▶ Natural-language object grounding data:
=====
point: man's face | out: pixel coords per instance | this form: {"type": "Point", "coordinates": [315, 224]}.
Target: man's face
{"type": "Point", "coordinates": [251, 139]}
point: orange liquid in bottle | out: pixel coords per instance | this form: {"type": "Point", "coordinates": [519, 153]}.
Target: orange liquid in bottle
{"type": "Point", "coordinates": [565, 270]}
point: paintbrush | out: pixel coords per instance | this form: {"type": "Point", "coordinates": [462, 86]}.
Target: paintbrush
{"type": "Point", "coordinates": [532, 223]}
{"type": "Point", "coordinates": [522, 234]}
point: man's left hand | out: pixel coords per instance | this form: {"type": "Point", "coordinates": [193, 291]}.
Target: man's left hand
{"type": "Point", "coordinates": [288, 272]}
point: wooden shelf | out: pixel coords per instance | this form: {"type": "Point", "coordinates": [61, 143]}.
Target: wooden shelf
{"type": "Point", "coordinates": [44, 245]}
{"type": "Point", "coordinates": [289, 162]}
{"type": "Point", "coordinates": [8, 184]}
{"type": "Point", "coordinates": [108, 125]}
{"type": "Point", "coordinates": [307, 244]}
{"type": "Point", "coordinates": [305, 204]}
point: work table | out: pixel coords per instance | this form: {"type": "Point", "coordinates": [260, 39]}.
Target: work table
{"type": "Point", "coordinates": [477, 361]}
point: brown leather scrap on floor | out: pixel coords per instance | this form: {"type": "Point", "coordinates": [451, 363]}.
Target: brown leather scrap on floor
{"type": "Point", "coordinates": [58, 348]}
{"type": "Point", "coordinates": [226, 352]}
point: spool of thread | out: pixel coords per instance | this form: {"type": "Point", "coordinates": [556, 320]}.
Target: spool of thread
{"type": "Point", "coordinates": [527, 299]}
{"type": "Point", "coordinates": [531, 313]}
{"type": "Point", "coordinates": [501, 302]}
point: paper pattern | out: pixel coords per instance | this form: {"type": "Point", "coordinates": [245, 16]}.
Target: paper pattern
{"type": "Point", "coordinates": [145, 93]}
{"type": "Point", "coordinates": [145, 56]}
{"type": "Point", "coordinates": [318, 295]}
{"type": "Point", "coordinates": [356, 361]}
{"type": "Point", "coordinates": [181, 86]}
=====
▶ Exercise aim:
All the lines above must appear again in the answer, word for word.

▶ Result of this exercise:
point: man's face | out: pixel coords per instance | this form: {"type": "Point", "coordinates": [315, 224]}.
Target: man's face
{"type": "Point", "coordinates": [251, 139]}
point: orange liquid in bottle | out: pixel coords per instance | this form: {"type": "Point", "coordinates": [519, 153]}.
Target: orange liquid in bottle
{"type": "Point", "coordinates": [565, 270]}
point: paintbrush | out: pixel coords per instance | this form: {"type": "Point", "coordinates": [462, 86]}.
Target: paintbrush
{"type": "Point", "coordinates": [532, 223]}
{"type": "Point", "coordinates": [522, 234]}
point: man's left hand | out: pixel coords per instance | this form: {"type": "Point", "coordinates": [193, 291]}.
Target: man's left hand
{"type": "Point", "coordinates": [288, 272]}
point: wooden shelf | out: pixel coords per instance | this form: {"type": "Point", "coordinates": [61, 143]}.
Target: wooden shelf
{"type": "Point", "coordinates": [44, 245]}
{"type": "Point", "coordinates": [289, 162]}
{"type": "Point", "coordinates": [8, 184]}
{"type": "Point", "coordinates": [108, 125]}
{"type": "Point", "coordinates": [307, 244]}
{"type": "Point", "coordinates": [305, 204]}
point: work table | out: pixel coords per instance | this form: {"type": "Point", "coordinates": [260, 39]}.
Target: work table
{"type": "Point", "coordinates": [477, 361]}
point: brown leather scrap on floor | out: pixel coords per instance | this form: {"type": "Point", "coordinates": [451, 363]}.
Target: brown leather scrap on floor
{"type": "Point", "coordinates": [58, 348]}
{"type": "Point", "coordinates": [226, 352]}
point: spool of thread | out: pixel coords per instance | this form: {"type": "Point", "coordinates": [556, 320]}.
Target: spool of thread
{"type": "Point", "coordinates": [527, 299]}
{"type": "Point", "coordinates": [531, 313]}
{"type": "Point", "coordinates": [501, 302]}
point: paper pattern | out: pixel coords per instance | this form: {"type": "Point", "coordinates": [245, 16]}.
Target: paper pattern
{"type": "Point", "coordinates": [145, 93]}
{"type": "Point", "coordinates": [145, 56]}
{"type": "Point", "coordinates": [318, 295]}
{"type": "Point", "coordinates": [356, 361]}
{"type": "Point", "coordinates": [181, 86]}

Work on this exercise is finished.